For NORMAL day-to-day ham radio use, encryption to obscure the meaning of a
message id NOT permitted.

During an EMERGENCY, you do what is necessary to get the information across.

I am not telling you to use or that you can or cannot use encryption during an
emergency; however, I AM going to use encryption during emergency communications
if that becomes necessary and I WILL be operating on the ham bands.

Walt/K5YFW


> You can as long as it doesn't obscure the meaning of a
> message, the WEP codes have to be made public.  i.e.
> the WEP keys on the arrl hsmm page.  Using part 15, we
> can use any key we want and keep it private to protect
> personal/confidential information.  Atleast until it
> goes over the backbone.
> --- dubose at texas.net wrote:
> 
> > Who says you can't use encryption during and
> > emergency?

[Image location labeling entries]

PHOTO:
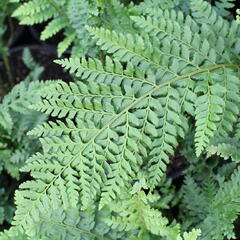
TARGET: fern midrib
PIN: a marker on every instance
(186, 44)
(76, 228)
(121, 113)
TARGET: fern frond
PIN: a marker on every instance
(147, 6)
(126, 115)
(132, 212)
(214, 26)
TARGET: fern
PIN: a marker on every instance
(113, 132)
(215, 212)
(71, 16)
(238, 18)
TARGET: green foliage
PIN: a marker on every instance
(112, 133)
(212, 205)
(71, 16)
(159, 78)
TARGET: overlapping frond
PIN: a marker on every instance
(127, 113)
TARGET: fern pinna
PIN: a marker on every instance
(117, 127)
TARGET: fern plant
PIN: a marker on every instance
(71, 16)
(108, 144)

### Work to be completed
Pick up the message about encryption on the ham bands after its last line and keep writing it.

### Written response
> > 
> > Walt/K5YFW
> > 
> > > I was just using the Red Cross as an example.  As
> > for
> > > the rest of it.  It was just a brain storm to
> > explore
> > > another possibility.  The reason for using Part 15
> > for
> > > the local networks is for security.  Since Part 15
> > > doesn't have the encryption restrictions part 97
> > has,
> > > it opens the doors to a wide variety of options
> > for
> > > securing the local network.  As for the backbone
> > > links, as stated, using a narrow angle parabolic,
> > high
> > > gain antenna would, in itself, help secure the
> > network
> > > link from unlisenced use.
> > > --- dubose at texas.net wrote:
> > > 
> > > > > If we want this to work then here's a course
> > of
> > > > action
> > > > > that I think would be a good starting point.
> > > > > 
> > > > > 1 - Forget about which of the regulations to
> > > > operate
> > > > > under.
> > > > > 
> > > > > 2 - Devlope a "backbone" to the system.  This
> > > > would
> > > > > consist of central servers located at central
> > > > command
> > > > > centers.  In the event of Red Cross
> > activities, a
> > > > good
> > > > > location would be the local Red Cross HQ.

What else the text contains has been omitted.